The urban pigeons that we can most closely associate with when the word pigeon is mentioned, are often thought of as a city dwelling bird. In fact, this is a stereotype that fails to reveal the full story of the feral pigeon.

Pigeons are more correctly described and named "Rock Doves". The name "Rock Doves" does sound like the name of an 80s rock group, however they love our homes and cities because their natural habitat is cliffs!

Most pigeons are your regular blue-grey colour, while others are white and every shade in between.

Over the centuries, our relationship with the pigeon has moved on. Once upon a time, a pigeon fancier would have been quite respectable. Today though, having a love of pigeons is considered a little bit unusual.

Pure, wild rock doves are now only seen in the UK, on the coasts on northwest Scotland, but the slightly more complex version that we see day to day in our towns and Cities is far more abundant.

Quick Pigeon Identification:

Wild pigeons are grey with a white rump, rounded tail with dark tip and pale grey wings with two black bars.

These are the feral pigeons key facts:

> Colour - Grey-blue with distinctive green/blue metallic necks.

> Wingspan - 50 - 60cm.

> Flight Speed - upto 50mph!.

> Shape - Rounded tail, pointed wings and rounded head.

> Size - Around 30cm (12 inches).

> Legs - Pink.

> Beak - Grey.

> Flight - Fast, direct and very agile.

> Sound - Loud cooing.

> Nesting - compact nests in gutters, roofs and ledges etc.

> Eggs - Usually two, white eggs.

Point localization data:

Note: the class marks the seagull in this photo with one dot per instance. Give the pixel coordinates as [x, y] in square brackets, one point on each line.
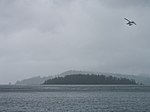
[130, 22]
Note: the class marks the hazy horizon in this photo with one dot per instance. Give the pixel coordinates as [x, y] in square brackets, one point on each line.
[46, 37]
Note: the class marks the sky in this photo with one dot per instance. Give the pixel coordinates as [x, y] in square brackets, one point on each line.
[47, 37]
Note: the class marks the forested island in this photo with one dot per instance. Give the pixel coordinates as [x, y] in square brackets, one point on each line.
[90, 79]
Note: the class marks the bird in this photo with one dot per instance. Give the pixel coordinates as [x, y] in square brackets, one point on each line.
[130, 22]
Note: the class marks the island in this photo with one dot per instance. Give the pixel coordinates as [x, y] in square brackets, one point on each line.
[89, 79]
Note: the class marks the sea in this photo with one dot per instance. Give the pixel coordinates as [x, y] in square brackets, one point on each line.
[75, 98]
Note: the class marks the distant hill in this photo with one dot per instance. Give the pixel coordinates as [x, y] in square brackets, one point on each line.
[89, 79]
[144, 79]
[33, 81]
[138, 78]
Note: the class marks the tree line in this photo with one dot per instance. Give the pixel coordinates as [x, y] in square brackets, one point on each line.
[89, 79]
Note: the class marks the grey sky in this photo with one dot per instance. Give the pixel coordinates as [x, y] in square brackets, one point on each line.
[46, 37]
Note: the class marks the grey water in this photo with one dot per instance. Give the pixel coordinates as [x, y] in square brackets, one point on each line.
[74, 98]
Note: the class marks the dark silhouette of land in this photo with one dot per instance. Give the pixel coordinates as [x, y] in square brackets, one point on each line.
[87, 79]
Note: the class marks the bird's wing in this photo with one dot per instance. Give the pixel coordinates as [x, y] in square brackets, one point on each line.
[134, 22]
[127, 19]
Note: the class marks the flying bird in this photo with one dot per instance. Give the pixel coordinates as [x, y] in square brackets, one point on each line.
[130, 22]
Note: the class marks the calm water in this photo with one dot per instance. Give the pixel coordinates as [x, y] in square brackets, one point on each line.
[74, 98]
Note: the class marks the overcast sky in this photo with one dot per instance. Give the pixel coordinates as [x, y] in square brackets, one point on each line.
[47, 37]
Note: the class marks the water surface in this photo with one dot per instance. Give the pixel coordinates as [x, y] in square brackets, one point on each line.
[74, 98]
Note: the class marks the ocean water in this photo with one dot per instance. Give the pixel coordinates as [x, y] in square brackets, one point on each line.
[74, 98]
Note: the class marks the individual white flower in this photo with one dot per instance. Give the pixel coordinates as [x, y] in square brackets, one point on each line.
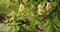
[40, 9]
[21, 8]
[48, 6]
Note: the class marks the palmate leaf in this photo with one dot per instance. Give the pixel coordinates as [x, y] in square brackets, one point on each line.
[33, 23]
[56, 21]
[13, 29]
[49, 27]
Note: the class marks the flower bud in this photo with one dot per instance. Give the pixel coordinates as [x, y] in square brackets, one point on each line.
[21, 8]
[40, 9]
[48, 6]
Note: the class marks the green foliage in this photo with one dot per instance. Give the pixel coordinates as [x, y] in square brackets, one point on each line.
[27, 15]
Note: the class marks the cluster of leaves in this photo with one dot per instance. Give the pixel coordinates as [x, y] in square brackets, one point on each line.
[28, 15]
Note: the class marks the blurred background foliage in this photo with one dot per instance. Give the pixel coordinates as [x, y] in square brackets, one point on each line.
[31, 15]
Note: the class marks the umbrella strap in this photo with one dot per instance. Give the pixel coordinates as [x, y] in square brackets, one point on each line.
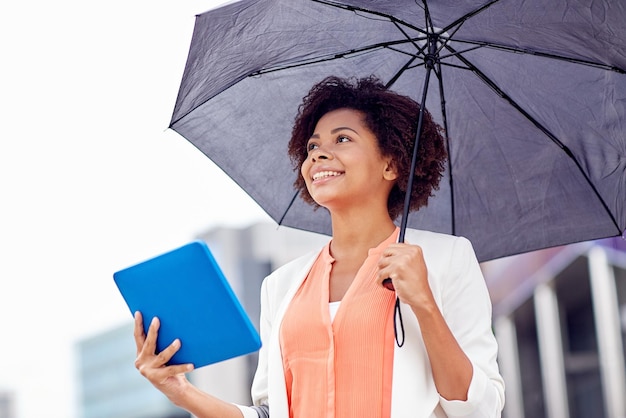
[397, 318]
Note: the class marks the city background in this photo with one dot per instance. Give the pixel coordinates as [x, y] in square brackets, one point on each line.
[92, 181]
[559, 317]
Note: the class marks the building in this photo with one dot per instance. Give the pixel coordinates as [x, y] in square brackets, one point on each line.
[559, 317]
[560, 320]
[7, 404]
[110, 386]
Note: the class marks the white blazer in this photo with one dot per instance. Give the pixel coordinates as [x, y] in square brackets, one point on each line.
[459, 288]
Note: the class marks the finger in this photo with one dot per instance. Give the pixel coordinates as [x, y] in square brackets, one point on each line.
[139, 334]
[166, 355]
[153, 331]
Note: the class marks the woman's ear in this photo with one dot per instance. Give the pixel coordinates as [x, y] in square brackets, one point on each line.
[390, 172]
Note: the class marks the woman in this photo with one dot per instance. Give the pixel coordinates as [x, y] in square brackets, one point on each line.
[327, 322]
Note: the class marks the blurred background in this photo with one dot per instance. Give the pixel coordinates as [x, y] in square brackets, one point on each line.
[92, 181]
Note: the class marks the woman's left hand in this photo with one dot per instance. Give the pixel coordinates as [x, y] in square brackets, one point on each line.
[404, 265]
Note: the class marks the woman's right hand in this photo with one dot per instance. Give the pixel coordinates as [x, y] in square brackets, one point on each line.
[170, 380]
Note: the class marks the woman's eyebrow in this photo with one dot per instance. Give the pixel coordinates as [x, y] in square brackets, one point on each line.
[335, 130]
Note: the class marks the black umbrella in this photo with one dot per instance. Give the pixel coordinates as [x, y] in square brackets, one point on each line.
[532, 96]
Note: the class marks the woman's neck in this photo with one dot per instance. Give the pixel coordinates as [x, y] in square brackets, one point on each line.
[355, 236]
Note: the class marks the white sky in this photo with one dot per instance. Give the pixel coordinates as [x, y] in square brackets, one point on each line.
[91, 179]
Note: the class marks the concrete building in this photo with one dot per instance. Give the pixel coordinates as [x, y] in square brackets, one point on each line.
[7, 404]
[559, 317]
[110, 386]
[560, 320]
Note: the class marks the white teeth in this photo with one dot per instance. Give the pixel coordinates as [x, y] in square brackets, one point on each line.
[323, 174]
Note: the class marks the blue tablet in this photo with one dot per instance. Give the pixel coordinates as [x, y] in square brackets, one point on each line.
[186, 289]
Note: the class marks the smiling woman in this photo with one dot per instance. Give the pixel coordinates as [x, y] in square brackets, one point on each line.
[327, 321]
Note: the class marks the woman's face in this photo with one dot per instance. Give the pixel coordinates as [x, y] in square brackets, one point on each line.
[344, 166]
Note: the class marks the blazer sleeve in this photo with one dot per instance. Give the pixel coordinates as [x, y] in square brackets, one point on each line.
[466, 306]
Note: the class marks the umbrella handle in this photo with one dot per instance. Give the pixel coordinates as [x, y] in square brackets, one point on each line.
[388, 284]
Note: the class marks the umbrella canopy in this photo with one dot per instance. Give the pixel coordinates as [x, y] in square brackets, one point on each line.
[532, 96]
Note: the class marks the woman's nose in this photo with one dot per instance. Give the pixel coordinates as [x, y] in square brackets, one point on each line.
[320, 154]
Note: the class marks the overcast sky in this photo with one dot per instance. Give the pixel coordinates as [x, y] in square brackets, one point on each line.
[91, 179]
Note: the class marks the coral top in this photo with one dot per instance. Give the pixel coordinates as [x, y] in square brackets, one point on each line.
[341, 368]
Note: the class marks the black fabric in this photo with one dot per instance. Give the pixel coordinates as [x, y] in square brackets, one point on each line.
[263, 411]
[534, 93]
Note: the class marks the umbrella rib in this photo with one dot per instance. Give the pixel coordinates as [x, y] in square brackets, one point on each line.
[374, 13]
[335, 56]
[462, 19]
[444, 117]
[489, 82]
[527, 51]
[293, 199]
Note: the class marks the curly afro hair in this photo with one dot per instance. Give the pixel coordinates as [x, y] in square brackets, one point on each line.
[393, 119]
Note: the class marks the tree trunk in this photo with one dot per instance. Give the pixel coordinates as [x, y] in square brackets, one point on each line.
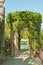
[16, 44]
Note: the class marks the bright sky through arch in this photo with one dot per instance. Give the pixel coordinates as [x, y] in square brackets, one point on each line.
[32, 5]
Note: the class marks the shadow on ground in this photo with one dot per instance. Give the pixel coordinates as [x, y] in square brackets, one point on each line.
[22, 59]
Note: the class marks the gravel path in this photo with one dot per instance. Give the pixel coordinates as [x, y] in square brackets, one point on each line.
[22, 59]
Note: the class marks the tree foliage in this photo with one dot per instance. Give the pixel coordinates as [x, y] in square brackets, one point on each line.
[19, 20]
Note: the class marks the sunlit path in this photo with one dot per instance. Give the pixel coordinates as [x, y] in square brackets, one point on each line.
[22, 59]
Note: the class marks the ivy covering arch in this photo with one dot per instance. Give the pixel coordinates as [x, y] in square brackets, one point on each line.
[32, 20]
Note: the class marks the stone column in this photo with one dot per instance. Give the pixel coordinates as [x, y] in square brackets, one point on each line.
[2, 29]
[16, 44]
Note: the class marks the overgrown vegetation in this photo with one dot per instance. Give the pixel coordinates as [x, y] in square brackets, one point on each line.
[30, 21]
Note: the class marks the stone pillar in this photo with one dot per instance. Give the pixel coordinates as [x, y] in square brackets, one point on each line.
[2, 28]
[16, 44]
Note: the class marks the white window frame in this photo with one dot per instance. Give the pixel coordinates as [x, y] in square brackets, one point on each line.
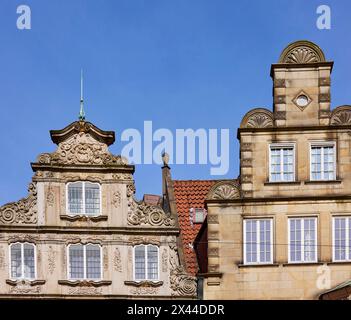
[277, 146]
[83, 198]
[146, 263]
[347, 238]
[22, 261]
[84, 262]
[258, 251]
[303, 240]
[323, 144]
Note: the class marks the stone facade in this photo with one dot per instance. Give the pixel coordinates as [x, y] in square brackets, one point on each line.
[42, 219]
[301, 117]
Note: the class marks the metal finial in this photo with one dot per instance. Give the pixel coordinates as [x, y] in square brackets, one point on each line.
[81, 112]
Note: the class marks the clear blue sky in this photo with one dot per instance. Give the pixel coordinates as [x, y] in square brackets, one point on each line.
[180, 63]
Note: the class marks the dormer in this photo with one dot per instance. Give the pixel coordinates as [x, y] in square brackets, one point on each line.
[301, 86]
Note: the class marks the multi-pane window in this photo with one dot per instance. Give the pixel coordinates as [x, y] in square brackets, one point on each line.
[198, 215]
[258, 241]
[84, 261]
[323, 162]
[281, 163]
[145, 262]
[303, 240]
[342, 239]
[22, 264]
[83, 198]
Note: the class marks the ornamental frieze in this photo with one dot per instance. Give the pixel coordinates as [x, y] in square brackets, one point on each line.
[22, 212]
[81, 149]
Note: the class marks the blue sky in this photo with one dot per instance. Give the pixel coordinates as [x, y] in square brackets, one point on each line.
[181, 64]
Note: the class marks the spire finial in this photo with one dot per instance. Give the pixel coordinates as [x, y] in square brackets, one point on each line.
[81, 112]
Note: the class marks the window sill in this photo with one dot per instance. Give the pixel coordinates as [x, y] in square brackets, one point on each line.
[242, 265]
[144, 283]
[33, 282]
[294, 264]
[323, 181]
[292, 183]
[83, 218]
[84, 283]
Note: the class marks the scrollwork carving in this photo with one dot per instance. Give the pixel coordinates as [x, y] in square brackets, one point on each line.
[22, 212]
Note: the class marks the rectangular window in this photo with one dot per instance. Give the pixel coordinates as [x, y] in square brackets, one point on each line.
[198, 215]
[258, 241]
[84, 262]
[282, 163]
[146, 262]
[22, 261]
[323, 162]
[303, 240]
[83, 198]
[342, 239]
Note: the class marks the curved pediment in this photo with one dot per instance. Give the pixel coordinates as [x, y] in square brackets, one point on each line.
[224, 190]
[341, 116]
[301, 52]
[258, 118]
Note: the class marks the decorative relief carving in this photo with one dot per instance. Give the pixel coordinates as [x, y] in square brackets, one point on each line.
[164, 260]
[224, 190]
[116, 199]
[341, 116]
[180, 282]
[117, 261]
[140, 213]
[143, 291]
[22, 212]
[51, 260]
[258, 118]
[81, 148]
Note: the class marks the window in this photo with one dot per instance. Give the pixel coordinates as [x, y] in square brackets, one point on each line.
[83, 198]
[198, 215]
[282, 163]
[145, 262]
[303, 240]
[84, 262]
[323, 162]
[258, 241]
[342, 239]
[22, 264]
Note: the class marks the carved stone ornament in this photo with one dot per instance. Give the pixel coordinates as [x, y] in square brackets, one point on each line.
[341, 116]
[22, 212]
[224, 190]
[258, 118]
[140, 213]
[301, 52]
[181, 283]
[81, 149]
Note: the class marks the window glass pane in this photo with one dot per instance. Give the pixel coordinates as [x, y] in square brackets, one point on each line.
[75, 197]
[309, 240]
[93, 261]
[76, 261]
[92, 198]
[152, 262]
[29, 262]
[139, 262]
[340, 238]
[16, 265]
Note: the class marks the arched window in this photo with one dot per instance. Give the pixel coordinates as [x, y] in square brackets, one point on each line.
[23, 261]
[83, 198]
[146, 262]
[84, 262]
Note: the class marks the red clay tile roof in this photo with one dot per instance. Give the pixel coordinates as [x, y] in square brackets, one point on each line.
[190, 194]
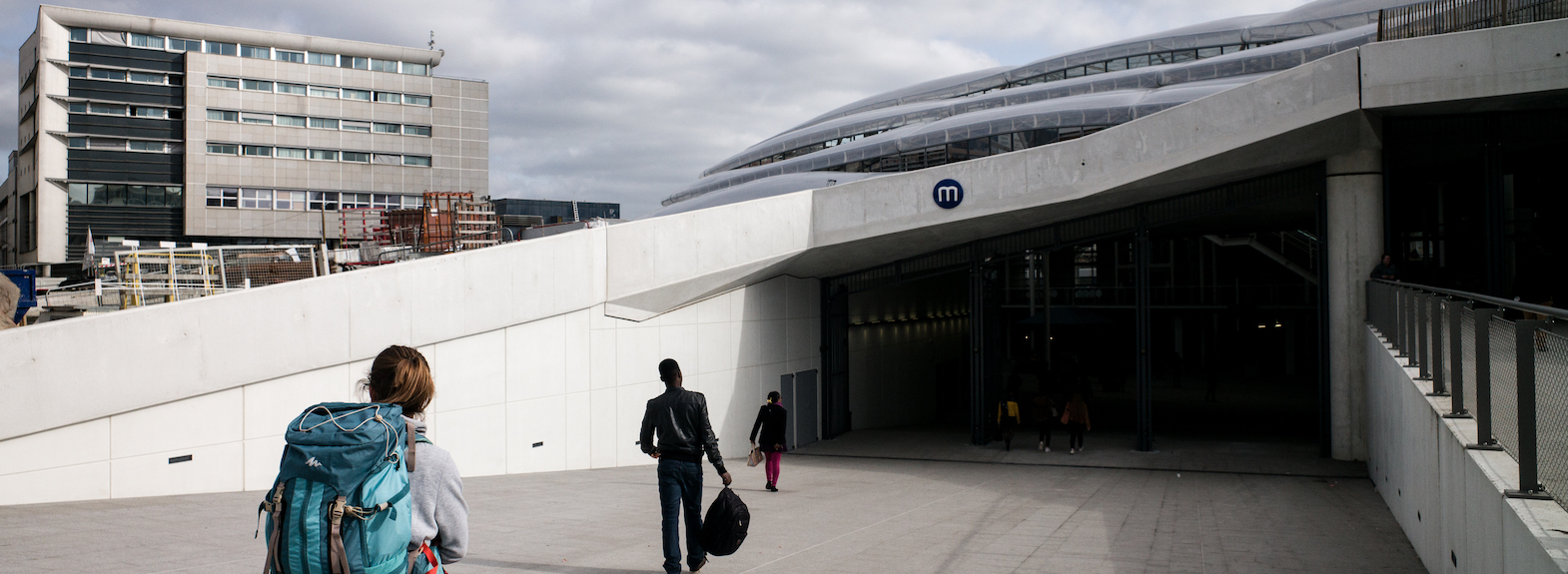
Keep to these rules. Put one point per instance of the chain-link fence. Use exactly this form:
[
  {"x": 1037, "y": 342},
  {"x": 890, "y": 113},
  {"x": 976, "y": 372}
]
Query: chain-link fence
[{"x": 1507, "y": 368}]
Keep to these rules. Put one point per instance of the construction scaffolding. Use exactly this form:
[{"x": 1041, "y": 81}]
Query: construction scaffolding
[{"x": 148, "y": 277}]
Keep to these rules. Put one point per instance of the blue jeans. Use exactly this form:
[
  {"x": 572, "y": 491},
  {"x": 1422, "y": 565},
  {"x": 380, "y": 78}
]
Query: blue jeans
[{"x": 681, "y": 486}]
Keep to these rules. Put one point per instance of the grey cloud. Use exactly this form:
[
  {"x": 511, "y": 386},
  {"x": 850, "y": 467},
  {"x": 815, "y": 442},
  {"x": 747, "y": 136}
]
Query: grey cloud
[{"x": 630, "y": 101}]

WORK TASK 1
What is the natural habitat of rock doves, according to the passage on feral pigeons?
WORK TASK 2
Retype the stretch of the passage on feral pigeons from "Pigeons are more" through "shade in between.", without changing anything.

YOUR SOLUTION 1
Cliffs.

YOUR SOLUTION 2
Pigeons are more correctly described and named "Rock Doves". The name "Rock Doves" does sound like the name of an 80s rock group, however they love our homes and cities because their natural habitat is cliffs!

Most pigeons are your regular blue-grey colour, while others are white and every shade in between.